TEXT PASSAGE -

Lastly we have one tall skinny tank on wheels, the kind you see the old ladies with in Vegas or Atlantic City. This is our emergency backup if we lose power for an extended time so we can call and they will come out with more tanks for us if we need.

What other issues are there to having Cameron on oxygen? Camerons lungs are inflamed and filled with fluid making it difficult to breathe even with the oxygen assistance. To work around that he has to take lasiks to flush out the fluid. But the catch is that it also flushes out the needed sodium in his body. So he gets 2ml of sodium chloride (aka salt water) in his bottle three times a day. This does not make for a tasty bottle.

Is it difficult to get up stairs with the baby, apnea monitor and oxygen? It's awkward and it's good to have an extra pair of hands until you get the hang of it without feeling like you're off balance.

Is it impossible to go out of the house with all these things? This is how we go out in public with Cameron in the stroller (and Evan too). It's really the only way to go any distance with him since his gear and the car seat and the diaper bagand he are all very cumbersome.
We get cabin fever often and because it's a hot summer season we've made a point to get out at least once a week for things other than Doctors appointments . We have it down to an art getting the boys places. It helps to have a stroller with a very large basket underneath.

Other issues I didn't expect about having an infant on oxygen:

  • It's very difficult to tape the nasal cannula tube to a tiny, squirming, angry baby. I've watched the nurses do it a thousand times but they make it look easy.

WHAT NEEDS TO BE DONE -
Answer these questions from the text on caring for an infant on oxygen:
(a) What is the tall skinny tank on wheels used for?
(b) How much sodium chloride goes into Cameron's bottle, and how often?
(c) How often has the family made a point of getting out for things other than doctors' appointments?
The records that come next are from a different source.

INFORMATION SUPPLIED -
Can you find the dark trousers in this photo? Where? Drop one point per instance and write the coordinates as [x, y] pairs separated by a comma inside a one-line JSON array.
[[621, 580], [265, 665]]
* * *
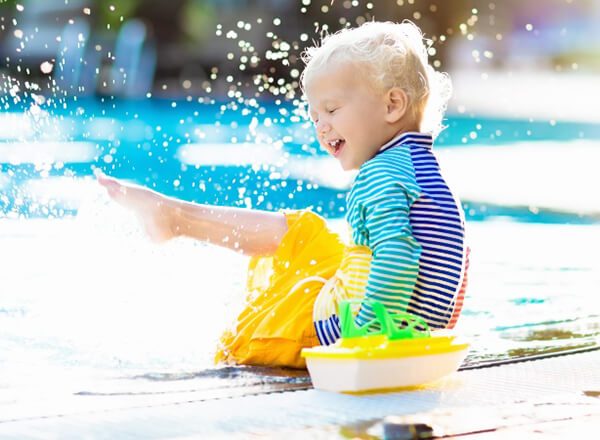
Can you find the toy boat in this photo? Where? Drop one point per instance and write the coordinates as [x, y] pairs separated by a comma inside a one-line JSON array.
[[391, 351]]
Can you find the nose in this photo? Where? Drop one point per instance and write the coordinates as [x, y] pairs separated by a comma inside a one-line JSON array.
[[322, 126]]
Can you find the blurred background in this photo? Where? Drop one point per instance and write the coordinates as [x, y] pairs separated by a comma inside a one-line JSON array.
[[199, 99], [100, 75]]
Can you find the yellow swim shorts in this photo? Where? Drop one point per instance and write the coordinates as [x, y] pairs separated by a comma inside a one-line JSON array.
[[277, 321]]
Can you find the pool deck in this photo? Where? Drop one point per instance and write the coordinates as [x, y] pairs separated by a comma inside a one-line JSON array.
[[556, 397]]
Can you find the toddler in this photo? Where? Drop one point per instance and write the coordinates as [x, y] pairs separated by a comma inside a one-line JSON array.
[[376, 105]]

OUTPUT FOR THIS EXERCISE -
(a) It is the emergency backup in case power is lost for an extended time.
(b) 2ml, three times a day.
(c) At least once a week.